## Vorgegebener Text
= = = =

2005 war Florian Müller das große Talent im deutschen Fußball. Er gewann die erste Fritz-Walter-Medaille, doch dann folgte der Absturz. Heute kann er nicht mal mehr im Park kicken.
Wie haben Sie reagiert?
Ich hatte starke Schmerzen und wusste, dass es etwas Schlimmes ist. Als ich am nächsten Tag die Diagnose hatte, war es ein Schock. Aber gleichzeitig wusste ich, dass ein Kreuzbandriss ja inzwischen eine Standardverletzung ist und man ca. ein halbes Jahr nicht spielen kann. Insofern habe ich relativ schnell wieder den Fokus auf die Reha gesetzt. Mein Ziel war, ab der Sommervorbereitung wieder dabei zu sein.
Ein Jahr später rissen Sie sich wieder das Kreuzband, wieder im gleichen Knie.
Das war richtig übel. Es hatte zwar schon andere Spieler gegeben, die das überstanden hatten, aber bei mir war in der Reha von Anfang an der Wurm drin. Das Knie ist immer wieder dick geworden und hat geschmerzt. Ich war anderthalb Jahre in der Reha, aber es konnte mir keiner sagen, warum das Knie bei jeder Belastung so heftig reagierte.
War Ihnen klar, dass dies das Ende Ihrer Karriere ist?
Ich habe es noch mal probiert und einen neuen Vertrag für die dritte Liga unterschrieben, aber das Problem war, dass das Knie im Laufe der Woche immer dicker wurde. Ich habe es zunächst verdrängt und mir eingeredet, dass es wieder gut wird. Aber nach einem halben Jahr habe ich gemerkt: Es geht nicht mehr.
Gab es eine bestimmte Situation, in der Ihnen das klar wurde?
Bei einem Spiel hatte ich wieder sehr starke Schmerzen und das war für mich das Zeichen, aufzuhören. Ich konnte einfach nicht mehr die gleiche Leistung wie früher bringen. Es fehlten ein paar Prozent, um mithalten zu können. Und das frustriert einen nur, weil man ja einen gewissen Anspruch an sich selber hat.
Wie ging es nach dem Karriereende mit Ihnen weiter?
Meine Freundin und ich haben erst mal eine Weltreise für elf Monate gemacht. Es ging darum, rauszukommen und den Kopf frei zu bekommen. Wir sind mit dem Rucksack losgezogen und haben die Welt erforscht.

= = = =

(Gespeicherte Einträge)
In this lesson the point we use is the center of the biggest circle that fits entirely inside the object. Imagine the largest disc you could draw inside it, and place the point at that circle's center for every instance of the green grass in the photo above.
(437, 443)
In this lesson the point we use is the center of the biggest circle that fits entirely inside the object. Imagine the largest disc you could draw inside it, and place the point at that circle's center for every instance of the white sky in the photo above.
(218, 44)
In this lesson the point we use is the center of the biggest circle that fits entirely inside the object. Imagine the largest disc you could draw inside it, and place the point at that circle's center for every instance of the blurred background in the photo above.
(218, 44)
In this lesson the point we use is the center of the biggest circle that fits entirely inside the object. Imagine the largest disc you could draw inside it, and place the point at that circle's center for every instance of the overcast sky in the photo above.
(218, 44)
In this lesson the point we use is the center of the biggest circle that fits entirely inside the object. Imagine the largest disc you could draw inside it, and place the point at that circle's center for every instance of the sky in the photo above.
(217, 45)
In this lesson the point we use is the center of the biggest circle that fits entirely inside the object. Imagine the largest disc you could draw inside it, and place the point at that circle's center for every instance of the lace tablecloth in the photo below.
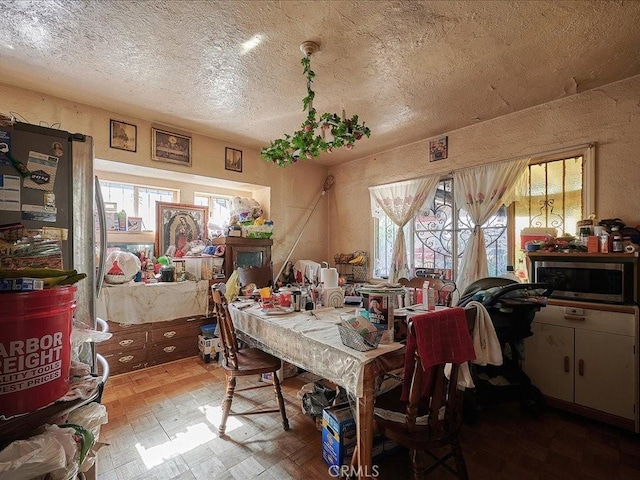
(153, 302)
(310, 341)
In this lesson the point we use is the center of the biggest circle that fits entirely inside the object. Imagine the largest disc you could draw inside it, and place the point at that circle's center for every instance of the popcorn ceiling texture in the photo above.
(411, 70)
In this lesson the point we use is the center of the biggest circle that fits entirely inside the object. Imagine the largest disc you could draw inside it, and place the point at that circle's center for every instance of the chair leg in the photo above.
(418, 464)
(278, 391)
(226, 404)
(461, 466)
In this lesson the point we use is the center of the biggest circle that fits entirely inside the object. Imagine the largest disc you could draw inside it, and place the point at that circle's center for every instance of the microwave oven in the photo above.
(609, 282)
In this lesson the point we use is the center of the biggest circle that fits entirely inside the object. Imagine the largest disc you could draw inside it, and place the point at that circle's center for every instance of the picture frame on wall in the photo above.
(124, 136)
(178, 225)
(438, 149)
(170, 147)
(233, 159)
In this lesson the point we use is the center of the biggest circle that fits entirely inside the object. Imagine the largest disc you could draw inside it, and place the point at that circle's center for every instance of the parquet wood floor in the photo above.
(163, 425)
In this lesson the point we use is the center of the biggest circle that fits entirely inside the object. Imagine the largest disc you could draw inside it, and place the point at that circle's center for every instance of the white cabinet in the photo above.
(585, 354)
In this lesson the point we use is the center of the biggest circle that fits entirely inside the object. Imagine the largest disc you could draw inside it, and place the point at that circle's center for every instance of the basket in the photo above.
(353, 339)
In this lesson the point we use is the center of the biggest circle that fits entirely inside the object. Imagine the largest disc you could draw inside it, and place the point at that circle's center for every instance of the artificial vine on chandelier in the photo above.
(306, 143)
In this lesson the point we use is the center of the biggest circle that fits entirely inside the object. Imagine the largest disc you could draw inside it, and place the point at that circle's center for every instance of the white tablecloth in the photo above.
(153, 302)
(310, 343)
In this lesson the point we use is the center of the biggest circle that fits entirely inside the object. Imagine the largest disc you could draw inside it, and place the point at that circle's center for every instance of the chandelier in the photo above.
(319, 132)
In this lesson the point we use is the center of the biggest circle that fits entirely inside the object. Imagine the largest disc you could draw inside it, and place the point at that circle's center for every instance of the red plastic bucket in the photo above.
(35, 348)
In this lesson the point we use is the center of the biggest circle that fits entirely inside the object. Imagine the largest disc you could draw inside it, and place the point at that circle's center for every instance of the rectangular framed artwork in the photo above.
(233, 159)
(178, 225)
(170, 147)
(438, 149)
(124, 136)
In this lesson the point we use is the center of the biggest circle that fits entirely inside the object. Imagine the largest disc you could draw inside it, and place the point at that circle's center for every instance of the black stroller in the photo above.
(512, 307)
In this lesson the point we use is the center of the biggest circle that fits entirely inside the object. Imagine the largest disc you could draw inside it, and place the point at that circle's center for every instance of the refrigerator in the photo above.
(47, 183)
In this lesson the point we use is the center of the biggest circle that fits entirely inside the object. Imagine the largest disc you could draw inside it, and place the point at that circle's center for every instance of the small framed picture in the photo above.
(170, 147)
(438, 149)
(233, 159)
(124, 136)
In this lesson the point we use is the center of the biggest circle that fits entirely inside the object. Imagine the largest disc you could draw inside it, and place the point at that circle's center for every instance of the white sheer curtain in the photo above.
(481, 191)
(400, 202)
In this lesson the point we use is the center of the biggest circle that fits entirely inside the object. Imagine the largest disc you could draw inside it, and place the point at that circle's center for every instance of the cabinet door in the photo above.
(549, 360)
(605, 372)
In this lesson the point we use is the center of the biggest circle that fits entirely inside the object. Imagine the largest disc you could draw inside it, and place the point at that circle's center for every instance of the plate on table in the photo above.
(277, 311)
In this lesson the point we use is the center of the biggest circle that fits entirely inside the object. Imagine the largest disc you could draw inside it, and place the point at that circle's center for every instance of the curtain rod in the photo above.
(538, 154)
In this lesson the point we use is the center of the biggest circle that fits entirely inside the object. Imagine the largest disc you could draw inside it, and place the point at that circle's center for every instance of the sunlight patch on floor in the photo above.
(194, 436)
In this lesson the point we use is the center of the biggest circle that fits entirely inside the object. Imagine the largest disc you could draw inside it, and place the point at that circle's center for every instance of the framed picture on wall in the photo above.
(233, 159)
(178, 225)
(170, 147)
(124, 136)
(438, 149)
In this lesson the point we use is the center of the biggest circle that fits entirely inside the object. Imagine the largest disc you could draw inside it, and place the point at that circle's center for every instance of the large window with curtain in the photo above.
(437, 237)
(557, 192)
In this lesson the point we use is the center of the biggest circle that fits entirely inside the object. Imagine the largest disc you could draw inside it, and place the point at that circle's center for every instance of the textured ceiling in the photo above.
(410, 70)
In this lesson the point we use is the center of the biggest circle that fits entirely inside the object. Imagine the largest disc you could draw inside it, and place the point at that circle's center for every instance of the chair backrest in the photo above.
(443, 289)
(260, 276)
(228, 339)
(444, 401)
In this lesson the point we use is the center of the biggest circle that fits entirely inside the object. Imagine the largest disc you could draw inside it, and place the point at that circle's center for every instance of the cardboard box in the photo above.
(338, 435)
(208, 347)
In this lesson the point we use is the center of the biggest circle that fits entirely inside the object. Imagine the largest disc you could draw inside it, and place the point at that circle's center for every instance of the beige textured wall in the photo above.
(292, 191)
(608, 116)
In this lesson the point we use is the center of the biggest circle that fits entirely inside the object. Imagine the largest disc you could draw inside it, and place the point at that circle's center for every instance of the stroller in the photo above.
(512, 307)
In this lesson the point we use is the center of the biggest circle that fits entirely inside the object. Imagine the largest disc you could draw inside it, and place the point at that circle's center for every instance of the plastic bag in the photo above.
(232, 289)
(53, 452)
(127, 262)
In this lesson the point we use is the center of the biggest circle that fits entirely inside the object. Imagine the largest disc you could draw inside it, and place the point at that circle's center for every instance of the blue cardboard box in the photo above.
(338, 435)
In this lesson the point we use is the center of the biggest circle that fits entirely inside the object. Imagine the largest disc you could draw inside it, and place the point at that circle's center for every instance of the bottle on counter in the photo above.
(616, 240)
(511, 274)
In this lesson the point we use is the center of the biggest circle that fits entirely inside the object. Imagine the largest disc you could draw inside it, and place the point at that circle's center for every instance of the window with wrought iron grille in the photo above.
(559, 192)
(219, 209)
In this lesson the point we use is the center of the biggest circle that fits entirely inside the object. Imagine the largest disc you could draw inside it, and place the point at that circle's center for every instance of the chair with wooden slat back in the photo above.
(427, 421)
(241, 363)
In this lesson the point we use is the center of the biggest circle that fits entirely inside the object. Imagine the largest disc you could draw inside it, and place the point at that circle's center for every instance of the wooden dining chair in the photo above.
(428, 422)
(260, 276)
(241, 363)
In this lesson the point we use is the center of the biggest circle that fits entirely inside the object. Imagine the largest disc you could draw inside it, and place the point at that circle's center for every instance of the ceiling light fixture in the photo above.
(334, 131)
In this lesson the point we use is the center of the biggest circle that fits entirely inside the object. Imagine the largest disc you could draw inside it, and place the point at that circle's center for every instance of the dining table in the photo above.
(311, 340)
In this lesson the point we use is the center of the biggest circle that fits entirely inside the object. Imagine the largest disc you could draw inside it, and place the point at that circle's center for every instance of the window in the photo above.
(219, 208)
(137, 200)
(558, 194)
(439, 234)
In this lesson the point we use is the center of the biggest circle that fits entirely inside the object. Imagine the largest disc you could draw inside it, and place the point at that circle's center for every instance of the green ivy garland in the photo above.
(304, 143)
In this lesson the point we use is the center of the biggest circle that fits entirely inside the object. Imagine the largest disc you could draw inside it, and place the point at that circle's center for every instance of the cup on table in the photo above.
(285, 299)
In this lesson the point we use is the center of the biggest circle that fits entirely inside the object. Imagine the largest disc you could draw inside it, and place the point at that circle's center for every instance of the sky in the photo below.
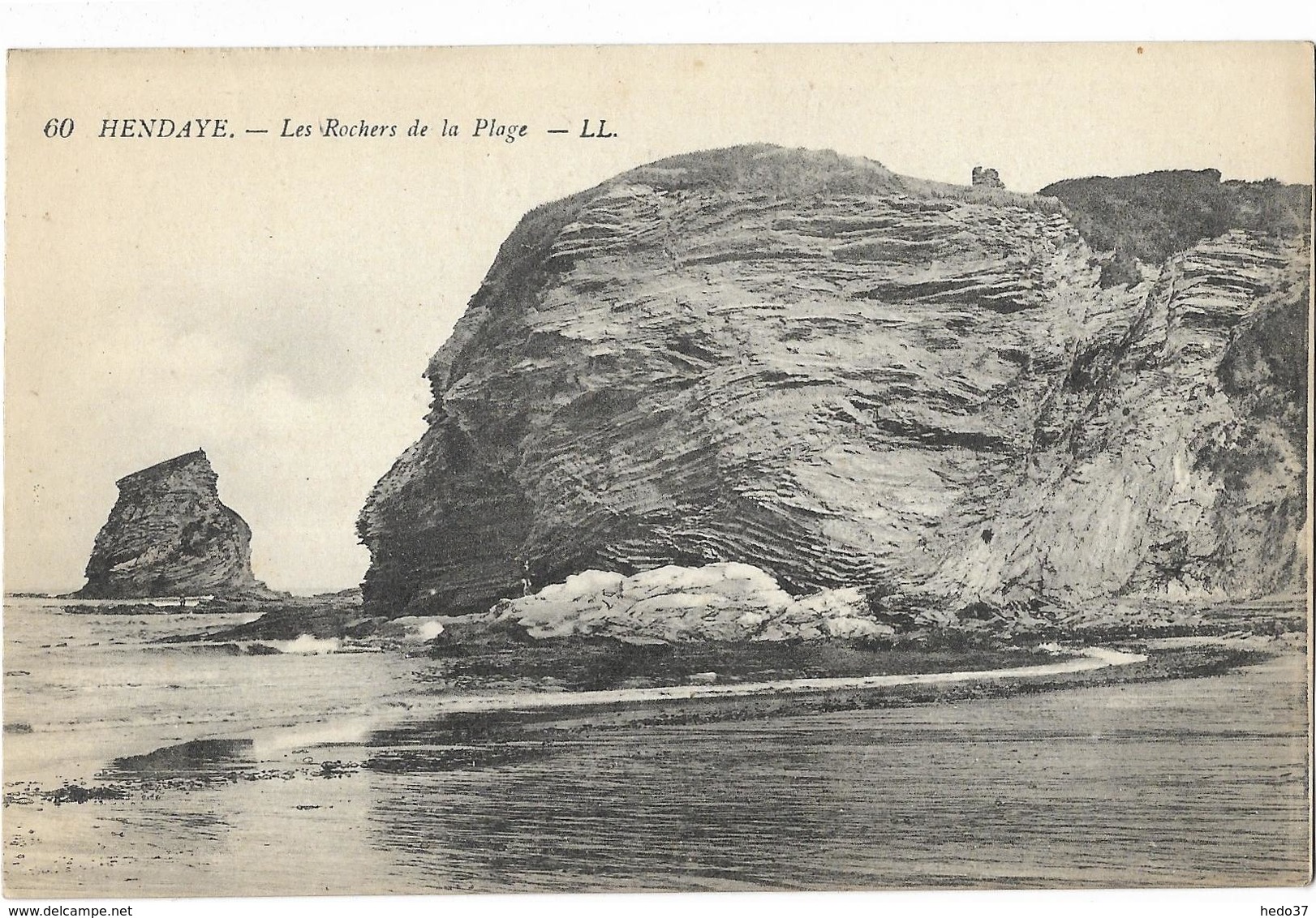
(275, 300)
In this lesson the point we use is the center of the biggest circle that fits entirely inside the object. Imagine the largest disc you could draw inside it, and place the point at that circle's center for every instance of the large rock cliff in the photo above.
(170, 535)
(849, 378)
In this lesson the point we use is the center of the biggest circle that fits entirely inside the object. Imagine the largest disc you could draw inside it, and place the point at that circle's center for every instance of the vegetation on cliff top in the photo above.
(1152, 216)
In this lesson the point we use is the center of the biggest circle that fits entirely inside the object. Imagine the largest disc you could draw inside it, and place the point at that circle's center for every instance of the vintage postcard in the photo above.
(657, 469)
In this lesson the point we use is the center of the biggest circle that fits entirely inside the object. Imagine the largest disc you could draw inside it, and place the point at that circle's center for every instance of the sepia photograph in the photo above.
(657, 469)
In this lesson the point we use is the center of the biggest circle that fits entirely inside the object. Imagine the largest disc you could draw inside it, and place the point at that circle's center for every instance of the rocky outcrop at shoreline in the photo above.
(853, 379)
(169, 534)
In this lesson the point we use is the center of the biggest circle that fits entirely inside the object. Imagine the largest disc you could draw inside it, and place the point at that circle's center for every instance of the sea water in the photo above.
(1197, 782)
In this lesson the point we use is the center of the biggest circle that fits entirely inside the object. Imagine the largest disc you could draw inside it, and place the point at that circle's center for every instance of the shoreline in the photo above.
(1085, 660)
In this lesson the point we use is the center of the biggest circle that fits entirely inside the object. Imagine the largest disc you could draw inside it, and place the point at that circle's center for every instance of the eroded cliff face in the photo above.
(848, 378)
(170, 535)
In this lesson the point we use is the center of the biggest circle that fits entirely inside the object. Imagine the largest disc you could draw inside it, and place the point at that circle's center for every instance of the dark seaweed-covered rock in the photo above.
(192, 755)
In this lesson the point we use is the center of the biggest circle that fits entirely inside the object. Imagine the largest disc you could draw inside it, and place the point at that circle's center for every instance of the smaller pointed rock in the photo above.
(169, 534)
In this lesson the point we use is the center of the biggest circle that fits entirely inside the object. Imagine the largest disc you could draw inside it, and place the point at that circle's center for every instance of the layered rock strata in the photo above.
(852, 379)
(169, 534)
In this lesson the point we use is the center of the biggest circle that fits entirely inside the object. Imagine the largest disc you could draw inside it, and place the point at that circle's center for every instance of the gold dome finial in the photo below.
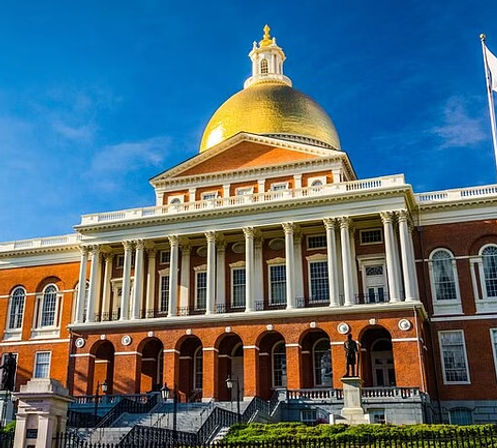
(266, 39)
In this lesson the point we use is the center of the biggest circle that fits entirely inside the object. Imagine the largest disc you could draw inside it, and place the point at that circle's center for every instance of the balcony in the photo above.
(246, 200)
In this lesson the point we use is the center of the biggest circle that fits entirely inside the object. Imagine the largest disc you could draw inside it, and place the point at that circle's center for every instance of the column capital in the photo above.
(330, 223)
(288, 227)
(248, 232)
(345, 222)
(210, 235)
(173, 240)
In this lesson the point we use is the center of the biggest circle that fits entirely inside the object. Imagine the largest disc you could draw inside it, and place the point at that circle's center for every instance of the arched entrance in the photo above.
(103, 366)
(316, 359)
(151, 372)
(272, 363)
(190, 367)
(376, 362)
(230, 364)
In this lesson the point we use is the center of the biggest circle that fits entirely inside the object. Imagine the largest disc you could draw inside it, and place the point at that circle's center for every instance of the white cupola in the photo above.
(267, 61)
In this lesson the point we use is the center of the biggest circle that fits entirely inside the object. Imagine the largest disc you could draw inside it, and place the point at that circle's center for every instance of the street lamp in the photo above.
(229, 385)
(166, 393)
(104, 387)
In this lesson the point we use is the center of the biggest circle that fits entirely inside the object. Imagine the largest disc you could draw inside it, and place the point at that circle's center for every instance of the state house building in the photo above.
(260, 254)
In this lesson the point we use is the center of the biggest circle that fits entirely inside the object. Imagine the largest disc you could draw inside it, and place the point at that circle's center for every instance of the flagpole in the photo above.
(491, 105)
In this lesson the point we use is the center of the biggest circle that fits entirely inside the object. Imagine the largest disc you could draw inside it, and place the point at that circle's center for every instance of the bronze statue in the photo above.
(9, 372)
(351, 352)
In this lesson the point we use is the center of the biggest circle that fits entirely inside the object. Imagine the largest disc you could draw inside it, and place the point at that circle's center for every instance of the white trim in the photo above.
(465, 357)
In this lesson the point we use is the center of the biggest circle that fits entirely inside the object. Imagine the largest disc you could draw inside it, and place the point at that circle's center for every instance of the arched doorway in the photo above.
(316, 359)
(152, 360)
(230, 364)
(103, 366)
(377, 363)
(272, 363)
(190, 368)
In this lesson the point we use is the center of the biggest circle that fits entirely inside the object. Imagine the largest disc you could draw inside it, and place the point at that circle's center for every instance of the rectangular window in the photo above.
(316, 242)
(453, 353)
(277, 280)
(165, 257)
(42, 365)
(320, 291)
(201, 290)
(373, 236)
(164, 292)
(238, 287)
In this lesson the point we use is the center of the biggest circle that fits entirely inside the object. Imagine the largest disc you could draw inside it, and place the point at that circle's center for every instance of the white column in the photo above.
(388, 231)
(128, 247)
(211, 272)
(348, 278)
(329, 223)
(288, 228)
(172, 307)
(258, 273)
(299, 274)
(138, 286)
(408, 262)
(92, 291)
(249, 269)
(221, 274)
(80, 299)
(184, 290)
(150, 298)
(106, 293)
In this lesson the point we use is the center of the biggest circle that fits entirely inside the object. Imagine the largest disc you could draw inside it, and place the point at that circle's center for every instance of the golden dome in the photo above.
(271, 108)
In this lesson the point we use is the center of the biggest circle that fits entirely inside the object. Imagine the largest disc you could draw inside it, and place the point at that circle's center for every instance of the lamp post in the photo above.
(166, 393)
(104, 386)
(229, 385)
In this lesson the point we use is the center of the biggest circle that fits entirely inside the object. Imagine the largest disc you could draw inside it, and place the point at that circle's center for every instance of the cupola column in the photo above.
(80, 299)
(333, 286)
(211, 272)
(172, 308)
(288, 228)
(390, 247)
(249, 269)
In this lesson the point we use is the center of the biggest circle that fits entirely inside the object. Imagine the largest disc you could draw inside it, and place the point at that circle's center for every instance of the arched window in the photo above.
(264, 66)
(197, 369)
(489, 260)
(322, 363)
(444, 275)
(16, 308)
(279, 365)
(49, 306)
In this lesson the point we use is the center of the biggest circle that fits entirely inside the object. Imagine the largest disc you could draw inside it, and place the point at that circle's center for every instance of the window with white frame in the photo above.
(279, 365)
(318, 278)
(164, 292)
(49, 306)
(16, 309)
(238, 287)
(489, 261)
(316, 242)
(197, 371)
(444, 275)
(277, 284)
(454, 360)
(200, 289)
(371, 236)
(42, 364)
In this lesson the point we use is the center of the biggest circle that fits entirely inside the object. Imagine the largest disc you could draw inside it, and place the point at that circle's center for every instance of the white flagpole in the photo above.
(491, 105)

= = = =

## Arbeitsanweisung 1
Welche Auszeichnung gewann Florian Müller laut dem Interview über seine Karriere im Jahr 2005?
## Arbeitsanweisung 2
Setze das Interview über Florian Müllers Karriere im Anschluss an seinen letzten Satz fort.

## Endgültige Antwort 1
Die erste Fritz-Walter-Medaille.

## Endgültige Antwort 2
Hat es mit dem Abschalten geklappt?
Ich hätte gedacht, dass es einfacher wird. Die Reise war zwar eine gute Ablenkung, weil man andere Leute kennenlernt und tolle Erfahrungen macht, aber immer wenn wir Internet hatten, habe ich trotzdem nach den Ergebnissen geguckt. Ich war noch so im Fußball drin und wollte wissen, wie die Mannschaften spielen und wer die Tore schießt. Wenn man mit sechs anfängt und nichts anderes macht, als Fußball zu spielen, ist es schwer, komplett den Cut zu schaffen.
Ihr Karriereende ist drei Jahre her. Haben Sie mit dem, was Ihnen passiert ist, inzwischen abschließen können?
Noch nicht ganz. Dafür denke ich noch zu viel an alte Spiele und das, was man erlebt hat, zurück. Ich gucke auch nicht jeden Tag Fußball, weil da laufen noch zu viele herum, die ich selber kenne. Da denkt man: „Das könnte ich sein“. Aber langsam wird es besser.
Wer hat Ihnen geholfen, das alles zu verarbeiten?
Meine Freundin. Mit ihr habe ich viel darüber geredet. Aber ich war in der ersten Zeit schon sehr unangenehm, wahrscheinlich sogar unerträglich teilweise. Es gab Phasen, in denen ich alles in mich hineingefressen habe. Mit der Zeit wird es aber einfacher, wenn Fußball nicht mehr den hohen Stellenwert hat.
Was machen Sie heute?
Ich studiere seit April 2015 BWL in Berlin. Und ab November verbringe ich ein Auslandssemester in Australien. Außerdem bin ich letztes Jahr Vater geworden, sodass jetzt mein Sohn mein neuer Mittelpunkt ist und die Vergangenheit langsam verblasst.
Können Sie sich vorstellen, eines Tages mit Ihrem Sohn Fußball zu spielen?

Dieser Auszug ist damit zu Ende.